═══ TEXTO EXTRAÍDO ═══

Para explicar a mudança de aparência na anã-branca Sírius B, Bruhweiler, Kondo e Sion sugerem que uma pequena quantidade de hidrogênio, existente na fina atmosfera das anãs, pode se difundir, num movimento descendente, e atingir as camadas inferiores desta atmosfera. Quando isto ocorre, a mistura de carbono e oxigênio – que constitui o núcleo da anã-branca – passa a agir como um catalisador, provocando fusão dos núcleos de hidrogênio em núcleos de hélio. Tal reação produz um aquecimento e, em conseqüência, a atmosfera de hidrogênio se expande milhares de vezes a sua dimensão primitiva. Com a expansão, a temperatura cai e, desse modo, a atmosfera reluz em vermelho. Vista do exterior, a estrela parece uma gigante vermelha. Todavia, como a atmosfera exterior dessa estrela contém muito menos matéria do que uma gigante vermelha autêntica, torna-se possível aceitar a idéia de que realmente sua atmosfera se contrai num intervalo de tempo de cerca de 250 anos. Desse modo, pode-se aceitar que a coloração vermelha de Sírius, registrada pelos antigos babilônios, gregos e romanos, tenha sido fato real.

═══ LINHAS DE DADOS ═══

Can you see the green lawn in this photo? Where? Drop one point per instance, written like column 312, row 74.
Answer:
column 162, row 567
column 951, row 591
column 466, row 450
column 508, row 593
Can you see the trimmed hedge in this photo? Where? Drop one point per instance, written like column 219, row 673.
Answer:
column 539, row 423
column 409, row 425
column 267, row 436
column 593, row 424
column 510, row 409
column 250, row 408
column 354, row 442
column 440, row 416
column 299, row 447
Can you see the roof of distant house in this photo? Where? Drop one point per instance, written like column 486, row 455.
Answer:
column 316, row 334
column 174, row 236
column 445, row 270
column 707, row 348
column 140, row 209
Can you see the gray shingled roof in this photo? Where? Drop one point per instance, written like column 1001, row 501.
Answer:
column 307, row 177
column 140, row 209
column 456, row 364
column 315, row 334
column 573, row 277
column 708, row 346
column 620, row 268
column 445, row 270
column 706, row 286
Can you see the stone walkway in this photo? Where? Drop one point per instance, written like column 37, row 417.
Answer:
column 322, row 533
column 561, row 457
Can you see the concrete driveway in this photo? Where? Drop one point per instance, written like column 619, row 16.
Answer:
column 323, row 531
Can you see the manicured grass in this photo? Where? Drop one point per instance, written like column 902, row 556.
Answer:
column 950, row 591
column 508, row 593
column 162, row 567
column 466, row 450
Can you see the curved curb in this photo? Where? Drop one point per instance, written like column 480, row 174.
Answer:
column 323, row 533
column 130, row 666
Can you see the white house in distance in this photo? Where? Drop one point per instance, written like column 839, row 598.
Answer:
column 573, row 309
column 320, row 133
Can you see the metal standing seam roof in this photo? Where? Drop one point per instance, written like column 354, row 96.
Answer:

═══

**A FAZER**.
Responda às perguntas a seguir com base no texto sobre Sírius B.
1. Que mistura constitui o núcleo da anã-branca?
2. Em que intervalo de tempo a atmosfera da estrela se contrai?
3. Quais povos antigos registraram a coloração vermelha de Sírius?

**RESULTADO**.
1. Uma mistura de carbono e oxigênio.
2. Em cerca de 250 anos.
3. Os babilônios, os gregos e os romanos.